**AIM OF THE EXERCISE**
Everything from the first line of the material to the line containing "target: bearded man", inclusive, must be given again exactly; no pictures, and nothing past that line.

____

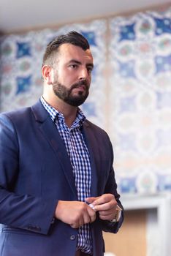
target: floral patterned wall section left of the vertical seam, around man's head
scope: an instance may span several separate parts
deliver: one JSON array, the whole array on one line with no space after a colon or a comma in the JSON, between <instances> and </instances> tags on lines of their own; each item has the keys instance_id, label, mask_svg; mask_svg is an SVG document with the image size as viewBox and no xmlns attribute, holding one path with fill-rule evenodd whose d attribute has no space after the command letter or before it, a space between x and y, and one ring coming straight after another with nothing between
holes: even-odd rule
<instances>
[{"instance_id":1,"label":"floral patterned wall section left of the vertical seam, around man's head","mask_svg":"<svg viewBox=\"0 0 171 256\"><path fill-rule=\"evenodd\" d=\"M104 127L104 20L87 24L72 24L60 29L43 29L26 34L1 37L1 112L34 104L42 95L42 55L51 39L67 31L79 31L89 41L94 54L94 74L91 95L83 105L86 116ZM96 89L98 86L98 90ZM99 99L96 101L96 99Z\"/></svg>"}]
</instances>

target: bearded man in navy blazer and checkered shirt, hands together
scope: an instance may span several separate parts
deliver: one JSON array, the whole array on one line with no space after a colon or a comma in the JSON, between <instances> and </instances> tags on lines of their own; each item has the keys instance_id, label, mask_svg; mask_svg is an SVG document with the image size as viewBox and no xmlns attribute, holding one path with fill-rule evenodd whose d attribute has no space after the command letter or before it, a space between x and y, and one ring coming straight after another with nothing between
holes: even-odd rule
<instances>
[{"instance_id":1,"label":"bearded man in navy blazer and checkered shirt, hands together","mask_svg":"<svg viewBox=\"0 0 171 256\"><path fill-rule=\"evenodd\" d=\"M47 45L43 96L0 115L0 255L104 255L123 211L107 134L78 108L93 57L76 31Z\"/></svg>"}]
</instances>

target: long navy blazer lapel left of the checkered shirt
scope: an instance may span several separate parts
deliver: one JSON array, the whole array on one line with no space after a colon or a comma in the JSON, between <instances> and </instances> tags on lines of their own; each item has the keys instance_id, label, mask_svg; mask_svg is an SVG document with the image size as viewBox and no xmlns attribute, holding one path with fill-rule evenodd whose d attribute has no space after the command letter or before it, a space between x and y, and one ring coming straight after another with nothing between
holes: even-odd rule
<instances>
[{"instance_id":1,"label":"long navy blazer lapel left of the checkered shirt","mask_svg":"<svg viewBox=\"0 0 171 256\"><path fill-rule=\"evenodd\" d=\"M64 142L58 133L58 129L56 129L56 124L53 123L41 102L37 102L36 105L32 106L32 110L36 121L39 122L39 129L47 139L48 143L50 143L53 151L55 151L56 157L58 157L58 161L64 170L66 180L68 181L72 192L76 196L75 200L77 200L77 189L75 187L75 178L72 173L72 165L70 163L66 147L64 146Z\"/></svg>"}]
</instances>

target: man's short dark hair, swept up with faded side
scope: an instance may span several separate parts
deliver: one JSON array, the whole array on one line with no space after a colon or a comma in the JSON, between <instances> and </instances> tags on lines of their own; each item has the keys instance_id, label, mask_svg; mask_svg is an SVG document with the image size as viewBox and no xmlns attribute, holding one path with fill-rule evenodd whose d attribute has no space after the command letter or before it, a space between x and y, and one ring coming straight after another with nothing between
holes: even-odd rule
<instances>
[{"instance_id":1,"label":"man's short dark hair, swept up with faded side","mask_svg":"<svg viewBox=\"0 0 171 256\"><path fill-rule=\"evenodd\" d=\"M42 66L45 64L53 65L56 60L56 53L58 53L59 46L66 43L79 46L83 50L90 48L88 40L83 37L82 34L79 34L77 31L70 31L67 34L62 34L61 36L54 38L48 43L43 56Z\"/></svg>"}]
</instances>

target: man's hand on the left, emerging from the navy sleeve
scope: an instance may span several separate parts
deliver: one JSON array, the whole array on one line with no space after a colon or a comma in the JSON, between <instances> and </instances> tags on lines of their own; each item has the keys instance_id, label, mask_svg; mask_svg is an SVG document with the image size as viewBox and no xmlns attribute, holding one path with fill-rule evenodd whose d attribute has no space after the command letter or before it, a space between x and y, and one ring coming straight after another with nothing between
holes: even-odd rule
<instances>
[{"instance_id":1,"label":"man's hand on the left, emerging from the navy sleeve","mask_svg":"<svg viewBox=\"0 0 171 256\"><path fill-rule=\"evenodd\" d=\"M78 228L94 222L96 212L83 202L59 200L55 217L73 228Z\"/></svg>"}]
</instances>

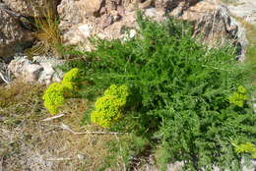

____

**RESPONSE TO THE TASK**
target: floral patterned wall section left of the vertical seam, around man's head
scope: an instance may span several separate parts
deliver: one JSON array, the whole array on one line with no space after a colon or a comma in the JSON, between <instances> and </instances> tags on lines of their own; each item has the keys instance_id, label, mask_svg; mask_svg is an SVG document with the image size as viewBox and no xmlns attribute, holding one path with fill-rule evenodd whose d attribute has no space after the command letter or before it, a space between x and y, and one ring coming straight after another with nothing between
holes: even-odd rule
<instances>
[{"instance_id":1,"label":"floral patterned wall section left of the vertical seam, around man's head","mask_svg":"<svg viewBox=\"0 0 171 256\"><path fill-rule=\"evenodd\" d=\"M104 127L104 20L87 24L72 24L60 29L43 29L26 34L1 37L1 112L34 104L42 95L42 55L51 39L67 31L79 31L89 41L94 54L94 74L91 95L83 105L86 116ZM96 89L98 86L98 90ZM99 99L96 101L96 99Z\"/></svg>"}]
</instances>

target: bearded man in navy blazer and checkered shirt, hands together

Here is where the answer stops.